**Excerpt to read:**
At present, China produces 100% of uncoated spherical graphite and accounts for 75% of the anode market. The main reason for this is that Chia is the lowest cost source of flake graphite feedstock. The ability to compete with China on cost is what constrains diversification in the graphite market. However, there is concern that as China increases its environmental stringency, this could create room for other players.
Synthetic graphite is produced using pet. coke or tar, which are by-products of the oil and coking coal industry respectively. This graphite is typically used in the steel industry and is highly energy intensive. In order to ensure battery grade material, the higher quality carbon raw materials are specifically chosen, formed into blocks and baked at 700-900C. Once this is achieved the stock is then graphitized by temperatures of up to 3,200 C to achieve a specific shape and density. The product is sold for between $10,000 and $16,000/tonne, more than double the cost of coated anode spherical graphite material, which retails at around $7,000/tonne. Major producers of synthetic graphite are the US, Japan and China.

**Study material:**

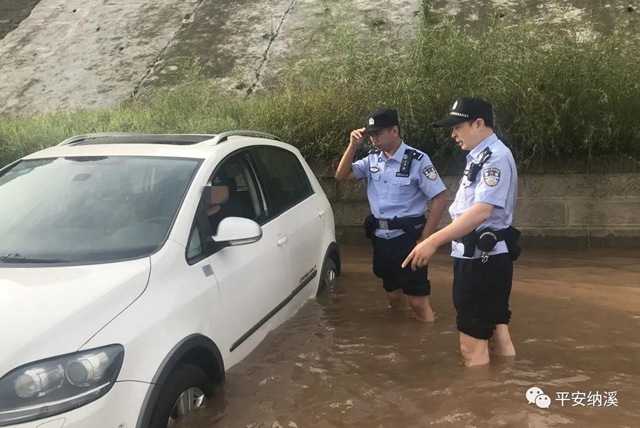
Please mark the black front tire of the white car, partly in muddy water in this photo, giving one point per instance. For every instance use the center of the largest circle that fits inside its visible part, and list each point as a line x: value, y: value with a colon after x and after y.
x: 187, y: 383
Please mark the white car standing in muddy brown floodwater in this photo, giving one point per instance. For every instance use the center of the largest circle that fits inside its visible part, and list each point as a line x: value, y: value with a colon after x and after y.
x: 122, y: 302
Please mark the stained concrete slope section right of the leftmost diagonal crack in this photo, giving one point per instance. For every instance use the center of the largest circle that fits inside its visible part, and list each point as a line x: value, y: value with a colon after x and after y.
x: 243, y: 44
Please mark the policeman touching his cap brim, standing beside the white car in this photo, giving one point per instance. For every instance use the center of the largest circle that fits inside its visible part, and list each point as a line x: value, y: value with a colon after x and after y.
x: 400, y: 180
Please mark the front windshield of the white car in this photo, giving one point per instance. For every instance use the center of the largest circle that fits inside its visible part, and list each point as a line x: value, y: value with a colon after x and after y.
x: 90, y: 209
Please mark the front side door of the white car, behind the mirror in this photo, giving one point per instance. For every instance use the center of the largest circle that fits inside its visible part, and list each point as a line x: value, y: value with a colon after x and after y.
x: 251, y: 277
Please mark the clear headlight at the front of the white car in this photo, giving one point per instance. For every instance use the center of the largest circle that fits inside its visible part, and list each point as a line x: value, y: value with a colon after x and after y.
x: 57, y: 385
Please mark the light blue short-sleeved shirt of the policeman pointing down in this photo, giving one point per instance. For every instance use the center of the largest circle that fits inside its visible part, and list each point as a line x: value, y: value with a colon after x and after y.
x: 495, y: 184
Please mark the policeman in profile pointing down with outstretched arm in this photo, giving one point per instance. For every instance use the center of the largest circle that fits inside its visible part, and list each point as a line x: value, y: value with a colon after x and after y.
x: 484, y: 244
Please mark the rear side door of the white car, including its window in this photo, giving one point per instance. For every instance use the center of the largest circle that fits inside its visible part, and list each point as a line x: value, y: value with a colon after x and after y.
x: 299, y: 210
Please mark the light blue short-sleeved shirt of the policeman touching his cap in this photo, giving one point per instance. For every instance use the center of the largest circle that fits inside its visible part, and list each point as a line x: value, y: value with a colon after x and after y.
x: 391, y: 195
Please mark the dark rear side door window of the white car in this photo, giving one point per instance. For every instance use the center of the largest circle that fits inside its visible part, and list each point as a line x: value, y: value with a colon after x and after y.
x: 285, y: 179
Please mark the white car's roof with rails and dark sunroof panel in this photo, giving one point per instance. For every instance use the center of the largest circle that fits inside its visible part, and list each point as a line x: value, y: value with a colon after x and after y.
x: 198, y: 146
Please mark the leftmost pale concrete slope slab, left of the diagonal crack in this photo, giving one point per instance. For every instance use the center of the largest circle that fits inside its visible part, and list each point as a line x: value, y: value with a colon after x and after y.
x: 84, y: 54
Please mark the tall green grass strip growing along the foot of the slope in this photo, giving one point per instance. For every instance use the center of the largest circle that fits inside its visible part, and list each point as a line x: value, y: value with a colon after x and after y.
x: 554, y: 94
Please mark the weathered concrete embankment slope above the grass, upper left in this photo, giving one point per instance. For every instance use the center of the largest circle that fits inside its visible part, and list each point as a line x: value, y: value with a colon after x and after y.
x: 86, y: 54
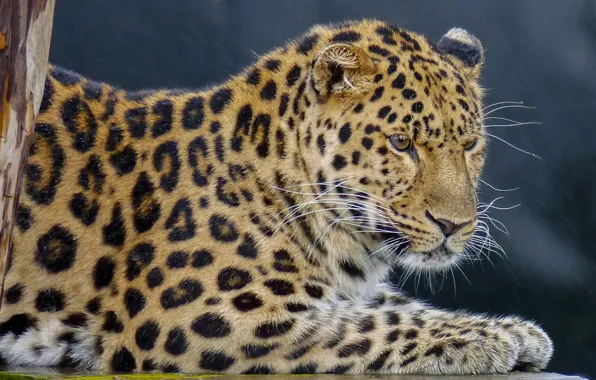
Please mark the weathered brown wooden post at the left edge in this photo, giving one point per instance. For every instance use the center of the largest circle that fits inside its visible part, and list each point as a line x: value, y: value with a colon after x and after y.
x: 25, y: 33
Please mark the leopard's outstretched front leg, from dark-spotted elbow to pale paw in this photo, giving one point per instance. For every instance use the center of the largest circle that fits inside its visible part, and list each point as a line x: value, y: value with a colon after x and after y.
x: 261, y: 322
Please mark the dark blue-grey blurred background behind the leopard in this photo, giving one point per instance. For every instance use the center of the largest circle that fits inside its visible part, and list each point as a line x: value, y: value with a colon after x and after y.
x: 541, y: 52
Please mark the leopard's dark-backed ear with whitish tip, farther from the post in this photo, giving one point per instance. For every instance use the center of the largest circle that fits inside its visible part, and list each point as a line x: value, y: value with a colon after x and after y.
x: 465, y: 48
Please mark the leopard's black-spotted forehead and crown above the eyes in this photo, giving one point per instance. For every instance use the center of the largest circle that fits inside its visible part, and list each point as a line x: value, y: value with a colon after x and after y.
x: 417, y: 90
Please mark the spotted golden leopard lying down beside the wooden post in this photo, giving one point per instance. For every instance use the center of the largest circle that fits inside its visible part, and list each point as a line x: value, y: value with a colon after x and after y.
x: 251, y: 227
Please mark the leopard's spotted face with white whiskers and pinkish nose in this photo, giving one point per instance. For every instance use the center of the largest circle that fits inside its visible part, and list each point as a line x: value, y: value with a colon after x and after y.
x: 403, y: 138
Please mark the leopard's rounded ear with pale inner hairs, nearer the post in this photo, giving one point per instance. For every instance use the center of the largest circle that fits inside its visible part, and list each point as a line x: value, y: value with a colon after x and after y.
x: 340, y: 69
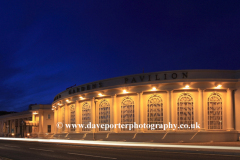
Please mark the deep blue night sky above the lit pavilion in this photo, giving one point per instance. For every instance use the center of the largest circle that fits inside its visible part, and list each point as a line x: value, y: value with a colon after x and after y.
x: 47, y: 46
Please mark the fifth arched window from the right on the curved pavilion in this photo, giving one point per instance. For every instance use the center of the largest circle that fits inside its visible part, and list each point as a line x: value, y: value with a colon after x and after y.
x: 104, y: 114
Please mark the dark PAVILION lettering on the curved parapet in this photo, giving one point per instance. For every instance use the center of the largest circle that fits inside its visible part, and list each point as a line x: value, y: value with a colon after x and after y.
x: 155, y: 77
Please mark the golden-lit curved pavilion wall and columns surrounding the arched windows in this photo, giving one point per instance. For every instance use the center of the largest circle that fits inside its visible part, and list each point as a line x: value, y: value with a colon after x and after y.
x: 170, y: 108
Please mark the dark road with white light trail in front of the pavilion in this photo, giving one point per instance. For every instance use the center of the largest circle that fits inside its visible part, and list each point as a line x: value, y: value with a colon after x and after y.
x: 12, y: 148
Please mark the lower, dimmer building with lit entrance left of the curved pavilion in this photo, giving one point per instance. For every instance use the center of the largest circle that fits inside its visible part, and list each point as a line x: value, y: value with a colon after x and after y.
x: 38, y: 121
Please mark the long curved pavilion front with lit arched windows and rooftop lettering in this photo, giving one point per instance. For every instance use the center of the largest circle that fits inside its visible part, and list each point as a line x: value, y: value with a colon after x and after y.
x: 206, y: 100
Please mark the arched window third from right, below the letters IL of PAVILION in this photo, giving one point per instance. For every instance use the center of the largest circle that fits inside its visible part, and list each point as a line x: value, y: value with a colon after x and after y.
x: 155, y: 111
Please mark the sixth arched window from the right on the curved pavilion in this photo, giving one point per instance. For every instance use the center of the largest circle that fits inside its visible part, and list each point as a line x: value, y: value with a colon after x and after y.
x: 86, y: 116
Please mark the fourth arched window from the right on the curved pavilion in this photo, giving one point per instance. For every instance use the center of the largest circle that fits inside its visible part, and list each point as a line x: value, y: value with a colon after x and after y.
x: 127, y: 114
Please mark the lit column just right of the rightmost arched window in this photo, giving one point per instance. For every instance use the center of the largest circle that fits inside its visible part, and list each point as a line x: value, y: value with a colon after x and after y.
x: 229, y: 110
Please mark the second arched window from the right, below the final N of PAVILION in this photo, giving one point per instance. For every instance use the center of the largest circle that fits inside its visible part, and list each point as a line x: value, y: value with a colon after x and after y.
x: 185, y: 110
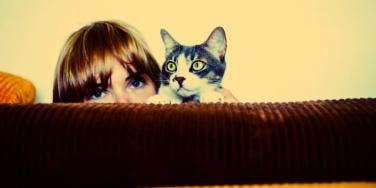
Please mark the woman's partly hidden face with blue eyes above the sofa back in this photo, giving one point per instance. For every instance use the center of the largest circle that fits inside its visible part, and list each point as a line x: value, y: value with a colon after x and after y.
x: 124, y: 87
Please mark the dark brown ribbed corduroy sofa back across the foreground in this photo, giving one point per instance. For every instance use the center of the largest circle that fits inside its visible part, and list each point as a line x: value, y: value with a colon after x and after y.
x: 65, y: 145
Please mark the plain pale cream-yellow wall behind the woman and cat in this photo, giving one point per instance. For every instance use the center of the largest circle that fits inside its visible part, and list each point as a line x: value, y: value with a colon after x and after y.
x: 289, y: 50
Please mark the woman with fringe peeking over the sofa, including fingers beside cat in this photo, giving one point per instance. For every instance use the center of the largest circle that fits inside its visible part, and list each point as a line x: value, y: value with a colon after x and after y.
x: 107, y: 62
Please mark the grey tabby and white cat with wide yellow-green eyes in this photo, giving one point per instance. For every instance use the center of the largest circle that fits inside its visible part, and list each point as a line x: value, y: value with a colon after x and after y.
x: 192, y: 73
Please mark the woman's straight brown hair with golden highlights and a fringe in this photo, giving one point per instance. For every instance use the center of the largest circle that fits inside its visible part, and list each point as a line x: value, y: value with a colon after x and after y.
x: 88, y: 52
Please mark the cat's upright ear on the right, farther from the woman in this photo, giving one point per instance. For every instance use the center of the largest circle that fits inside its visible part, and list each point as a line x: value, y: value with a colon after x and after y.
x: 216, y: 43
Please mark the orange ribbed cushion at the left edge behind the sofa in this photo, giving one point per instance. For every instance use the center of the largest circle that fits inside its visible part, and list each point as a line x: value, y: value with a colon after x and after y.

**Work instructions:**
In the graphite excerpt, condense the paragraph beginning "Synthetic graphite is produced using pet. coke or tar" into a short bulleted list that keeps its main facts.

**Output of the exercise:**
- Made from pet. coke or tar, by-products of the oil and coking coal industries respectively
- Typically used in the steel industry; highly energy intensive
- For battery grade material, higher quality carbon raw materials are chosen, formed into blocks and baked at 700-900C
- The stock is then graphitized at up to 3,200 C to achieve a specific shape and density
- Sells for $10,000-$16,000/tonne, more than double coated anode spherical graphite (around $7,000/tonne)
- Major producers: the US, Japan and China